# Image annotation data

§

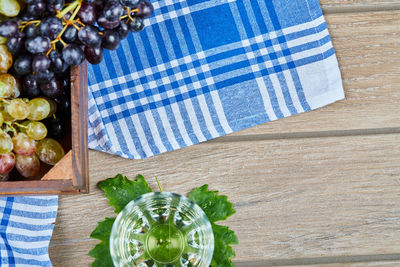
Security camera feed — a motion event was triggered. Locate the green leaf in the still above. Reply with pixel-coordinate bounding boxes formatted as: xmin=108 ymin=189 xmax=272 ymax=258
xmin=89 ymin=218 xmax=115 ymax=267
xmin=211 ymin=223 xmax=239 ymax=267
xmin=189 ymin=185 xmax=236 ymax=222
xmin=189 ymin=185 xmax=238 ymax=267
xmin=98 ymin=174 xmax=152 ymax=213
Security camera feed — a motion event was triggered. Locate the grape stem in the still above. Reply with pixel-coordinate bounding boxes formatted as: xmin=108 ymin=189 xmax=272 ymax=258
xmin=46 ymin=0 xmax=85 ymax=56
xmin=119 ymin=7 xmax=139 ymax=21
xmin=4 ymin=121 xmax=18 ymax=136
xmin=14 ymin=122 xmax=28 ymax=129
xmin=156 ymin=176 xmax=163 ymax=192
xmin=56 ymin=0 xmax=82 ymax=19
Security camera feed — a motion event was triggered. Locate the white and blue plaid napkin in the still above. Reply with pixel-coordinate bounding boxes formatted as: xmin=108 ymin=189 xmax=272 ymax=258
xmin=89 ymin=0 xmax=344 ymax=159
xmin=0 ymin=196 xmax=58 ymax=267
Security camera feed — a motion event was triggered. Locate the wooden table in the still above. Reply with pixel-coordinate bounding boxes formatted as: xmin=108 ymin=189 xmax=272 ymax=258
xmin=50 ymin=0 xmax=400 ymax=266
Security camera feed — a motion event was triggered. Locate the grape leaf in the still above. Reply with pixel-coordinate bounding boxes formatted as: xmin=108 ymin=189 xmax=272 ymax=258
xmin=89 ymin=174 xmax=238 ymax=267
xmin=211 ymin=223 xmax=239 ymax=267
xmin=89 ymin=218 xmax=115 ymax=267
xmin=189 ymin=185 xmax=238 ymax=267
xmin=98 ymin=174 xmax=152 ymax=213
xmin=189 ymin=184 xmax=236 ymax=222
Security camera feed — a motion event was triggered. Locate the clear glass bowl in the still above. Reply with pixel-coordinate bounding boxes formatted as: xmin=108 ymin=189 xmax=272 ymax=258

§

# To be done
Could you repeat all of the material exactly? Pictures should not be copied.

# Exercise response
Security camera feed — a motion event was triggered. Locate the green leaf in the still above. Reply with pixel-coordinate bounding boxes formatted as: xmin=108 ymin=189 xmax=272 ymax=258
xmin=89 ymin=218 xmax=115 ymax=267
xmin=211 ymin=223 xmax=239 ymax=267
xmin=189 ymin=185 xmax=236 ymax=222
xmin=189 ymin=185 xmax=238 ymax=267
xmin=98 ymin=174 xmax=152 ymax=213
Security camera feed — a motion event was triggered. Locate the grape stem in the still above. Reply with pixel-coordinate bounding boxes formatted as: xmin=108 ymin=189 xmax=272 ymax=258
xmin=46 ymin=0 xmax=85 ymax=56
xmin=119 ymin=7 xmax=139 ymax=21
xmin=4 ymin=121 xmax=18 ymax=136
xmin=14 ymin=122 xmax=28 ymax=129
xmin=156 ymin=176 xmax=163 ymax=192
xmin=56 ymin=0 xmax=82 ymax=19
Security camera feed — a motion event was triggered. Locate the white and blue plaid napkin in the still above. Reply with pixel-coordinate bounding boxes formatted as: xmin=108 ymin=189 xmax=272 ymax=258
xmin=89 ymin=0 xmax=344 ymax=159
xmin=0 ymin=196 xmax=58 ymax=267
Security camera feed — a motion event was triggered. Locate the wooden table in the still above. Reply with pixel-coordinate bounding boxes formatted as: xmin=108 ymin=189 xmax=272 ymax=258
xmin=50 ymin=0 xmax=400 ymax=266
Security camera feed — a motion event was triggered. Locate the grape leaf in the still above. Reply with pixel-coordinate bounding boxes formatted as: xmin=108 ymin=189 xmax=272 ymax=258
xmin=89 ymin=174 xmax=238 ymax=267
xmin=211 ymin=223 xmax=239 ymax=267
xmin=89 ymin=218 xmax=115 ymax=267
xmin=189 ymin=185 xmax=238 ymax=267
xmin=98 ymin=174 xmax=152 ymax=213
xmin=189 ymin=184 xmax=236 ymax=222
Security camera feed — a motion event was triggered. Locate the clear glass bowl in the still above. Reply with pixel-coordinate bounding boxes formatted as: xmin=108 ymin=189 xmax=272 ymax=258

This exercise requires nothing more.